Passage given »
************

Re: mdb_dbi_open and threads

List overview All Threads
Download

newer

older

Seach Object

Howard Chu

20 May 2017 20 May '17

2:51 p.m.

Muhammed Muneer wrote:

...

Thanks for clarifying. I did get the impression but there was some part of it where I thought the doc was not clear enough.

It is a fundamental principle of ACID transactions. The "I" in ACID stands for Isolation. That means nothing that changes elsewhere, while a transaction is underway, can affect that particular transaction. Since we already document that LMDB is a full ACID DB engine, none of this should require any further explanation.

...

Thanks anyway.

On Sat, May 20, 2017 at 10:46 PM, Howard Chu <hyc@symas.com mailto:hyc@symas.com> wrote:

Muhammed Muneer wrote:

    Is the following  valid.

    1) Read transaction 1 is started
    2) Read transaction 2 is started and calls mdb_dbi_open and commits
    3) Read transaction 1 uses the handle from (2)


Please learn how to read. The doc says more than you quoted before, and it
already quite explicitly defines its properties:

http://www.lmdb.tech/doc/group__internal.html#gac08cad5b096925642ca359a6d6f0562a
<http://www.lmdb.tech/doc/group__internal.html#gac08cad5b096925642ca359a6d6f0562a>

        The database handle will be private to the current transaction
until the transaction is successfully committed. If the transaction is
aborted the handle will be closed automatically. After a successful commit
the handle will reside in the shared environment, and may be used by other
transactions.

In your question above, transaction 1 is not after transaction 2 therefore
it cannot use the handle that transaction 2 commits.

The handle does not exist in the shared environment until after its
opening transaction commits. If it doesn't exist in the shared environment
when a transaction begins, then it is not visible or valid in that
particular transaction.

************

(Labeled region records)
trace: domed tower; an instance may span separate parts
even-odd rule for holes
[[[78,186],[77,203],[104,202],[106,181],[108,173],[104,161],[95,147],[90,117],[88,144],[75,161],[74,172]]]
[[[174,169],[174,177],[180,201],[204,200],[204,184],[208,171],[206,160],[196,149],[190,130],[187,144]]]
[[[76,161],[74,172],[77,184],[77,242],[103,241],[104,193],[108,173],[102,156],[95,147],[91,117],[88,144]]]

************

Stated problem A »
Decide whether each statement below agrees with the LMDB thread above. Answer yes or no for each, and quote the words of the thread that settle it.
(i) After a successful commit, a database handle may be used by other transactions.
(ii) If the opening transaction is aborted, the handle stays open.
(iii) The LMDB documentation describes LMDB as a full ACID DB engine.
Stated problem B » Pick up the LMDB thread above after its final sentence and write the part that comes next.

Exercise answer A »
(i) Yes: "After a successful commit the handle will reside in the shared environment, and may be used by other transactions."
(ii) No: "If the transaction is aborted the handle will be closed automatically."
(iii) Yes: "Since we already document that LMDB is a full ACID DB engine"

Exercise answer B »
Just follow the recommendation to open all handles at the beginning of the
program.



    On Sat, May 20, 2017 at 6:46 PM, Muhammed Muneer <elendilm@gmail.com
    <mailto:elendilm@gmail.com>
    <mailto:elendilm@gmail.com <mailto:elendilm@gmail.com>>> wrote:

        Thanks.

        On Sat, May 20, 2017 at 6:29 PM, Klaus Malorny
    <Klaus.Malorny@knipp.de <mailto:Klaus.Malorny@knipp.de>
        <mailto:Klaus.Malorny@knipp.de <mailto:Klaus.Malorny@knipp.de>>>
    wrote:

            On 5/20/17 2:02 PM, Muhammed Muneer wrote:

                So when the doc says

                      * The database handle will be private to the current
                transaction until
                      * the transaction is successfully committed.

                "the handle being private" only refers to the first
    mdb_dbi_open.
                Once this transaction is committed, one doesn't have to
    call this
                again in subsequent concurrent transactions and can use
    this handle.
                And then this handle won't be private at all.

                Did I get it right?


            Yes. I do this exactly that way as part of my initial setup of my
            application. Once the transaction is committed, I use the returned
            handles setup from whatever thread that needs to access the
    respective
            database. I never call mdb_dbi_open again after the setup.

            Regards,

            Klaus

-- -- Howard Chu CTO, Symas Corp. http://www.symas.com Director, Highland Sun http://highlandsun.com/hyc/ Chief Architect, OpenLDAP http://www.openldap.org/project/

Show replies by date

Muhammed Muneer

20 May 20 May

4 p.m.

New subject: mdb_dbi_open and threads

My bad. Didn't think it that way. Thanks for the info.

On Sun, May 21, 2017 at 1:51 AM, Howard Chu hyc@symas.com wrote:

...

Muhammed Muneer wrote:

...
Thanks for clarifying. I did get the impression but there was some part of it where I thought the doc was not clear enough.

It is a fundamental principle of ACID transactions. The "I" in ACID stands for Isolation. That means nothing that changes elsewhere, while a transaction is underway, can affect that particular transaction. Since we already document that LMDB is a full ACID DB engine, none of this should require any further explanation.

Thanks anyway.

...
On Sat, May 20, 2017 at 10:46 PM, Howard Chu <hyc@symas.com mailto:hyc@symas.com> wrote:
Muhammed Muneer wrote:

    Is the following  valid.

    1) Read transaction 1 is started
    2) Read transaction 2 is started and calls mdb_dbi_open and
commits 3) Read transaction 1 uses the handle from (2)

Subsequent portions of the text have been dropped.